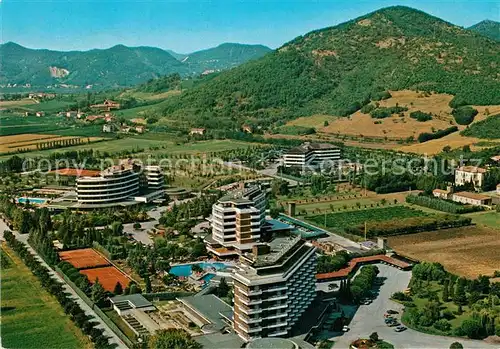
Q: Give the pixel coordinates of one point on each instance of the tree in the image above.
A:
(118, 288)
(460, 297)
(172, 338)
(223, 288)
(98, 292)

• _TASK TO COMPLETE_
Produce a word-for-word version of the material, with no pictures included.

• _SOLUTION TO THE PROBLEM_
Q: Give the pixel coordinates of one point on each instance of the tree in the image above.
A:
(118, 288)
(460, 297)
(172, 338)
(223, 288)
(98, 292)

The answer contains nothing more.